Copy all of the entries below word for word.
-- Start of PROVIDED MATERIAL --
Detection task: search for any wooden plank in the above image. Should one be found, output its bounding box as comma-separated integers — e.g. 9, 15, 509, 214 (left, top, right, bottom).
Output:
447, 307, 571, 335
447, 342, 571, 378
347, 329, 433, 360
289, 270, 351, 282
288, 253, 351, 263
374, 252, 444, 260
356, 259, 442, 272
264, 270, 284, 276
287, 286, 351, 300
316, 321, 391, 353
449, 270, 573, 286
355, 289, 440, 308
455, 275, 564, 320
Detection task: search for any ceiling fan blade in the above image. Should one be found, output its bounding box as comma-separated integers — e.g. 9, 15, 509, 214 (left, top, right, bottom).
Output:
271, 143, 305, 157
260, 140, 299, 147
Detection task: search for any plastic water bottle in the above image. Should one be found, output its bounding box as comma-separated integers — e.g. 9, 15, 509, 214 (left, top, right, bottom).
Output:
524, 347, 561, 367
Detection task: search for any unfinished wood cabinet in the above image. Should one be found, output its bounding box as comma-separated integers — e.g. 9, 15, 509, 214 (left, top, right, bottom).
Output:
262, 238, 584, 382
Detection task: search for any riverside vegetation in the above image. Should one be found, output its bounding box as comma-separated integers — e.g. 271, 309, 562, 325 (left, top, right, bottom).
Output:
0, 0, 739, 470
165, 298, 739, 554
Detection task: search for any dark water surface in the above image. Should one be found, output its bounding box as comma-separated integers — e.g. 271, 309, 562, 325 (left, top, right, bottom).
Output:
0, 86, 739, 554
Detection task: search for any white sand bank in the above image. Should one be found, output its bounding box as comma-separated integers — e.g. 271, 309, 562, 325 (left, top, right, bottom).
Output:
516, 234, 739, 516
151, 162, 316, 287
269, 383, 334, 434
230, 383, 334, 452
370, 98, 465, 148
-- End of PROVIDED MATERIAL --
OUTPUT BELOW:
Detection task: search for any wooden plank in the above image. Should one be found, output its bounding box as comma-separated integers — e.g. 9, 15, 509, 214 (left, top, right, bottom).
Output:
447, 307, 571, 335
447, 342, 571, 378
347, 329, 433, 360
289, 270, 351, 282
288, 253, 351, 263
374, 252, 444, 260
356, 259, 442, 272
264, 270, 284, 276
287, 286, 351, 300
316, 321, 391, 353
449, 270, 573, 286
355, 289, 440, 308
455, 275, 564, 320
Detection task: search for any ceiling fan blade in the above image. Should one be found, output its bounding box as comma-separated integers — e.g. 9, 15, 509, 214 (left, top, right, bottom).
Output:
271, 143, 305, 157
260, 140, 299, 147
Detection task: search for any plastic water bottle in the above image. Should one be found, output its bounding box as comma-separated integers — e.g. 9, 15, 509, 214 (left, top, right, bottom).
Output:
524, 347, 561, 367
Detection task: search for any unfinished wood cabinet in the above image. Should one be found, output its bounding box as comma-separated integers — e.g. 9, 15, 509, 214 (left, top, right, bottom).
Output:
262, 238, 584, 382
Detection task: search for any riverside vegetation in the above image. Should one be found, output its bounding box as comma-separated integers — e.g. 271, 309, 562, 325 (left, top, right, bottom).
Output:
0, 0, 739, 470
165, 298, 739, 554
Detection task: search for any dark water surface in the above image. Should one be found, output its bounding box as comma-separated integers — e.g. 271, 309, 562, 325 (left, top, right, bottom).
Output:
0, 86, 739, 554
Detection task: search for any white sand bank in the above image. Should one be found, output its bounding box as comma-separated integers — e.g. 271, 309, 562, 325 (left, top, right, bottom).
Output:
516, 234, 739, 516
151, 162, 316, 287
269, 383, 334, 434
230, 383, 334, 452
370, 98, 465, 148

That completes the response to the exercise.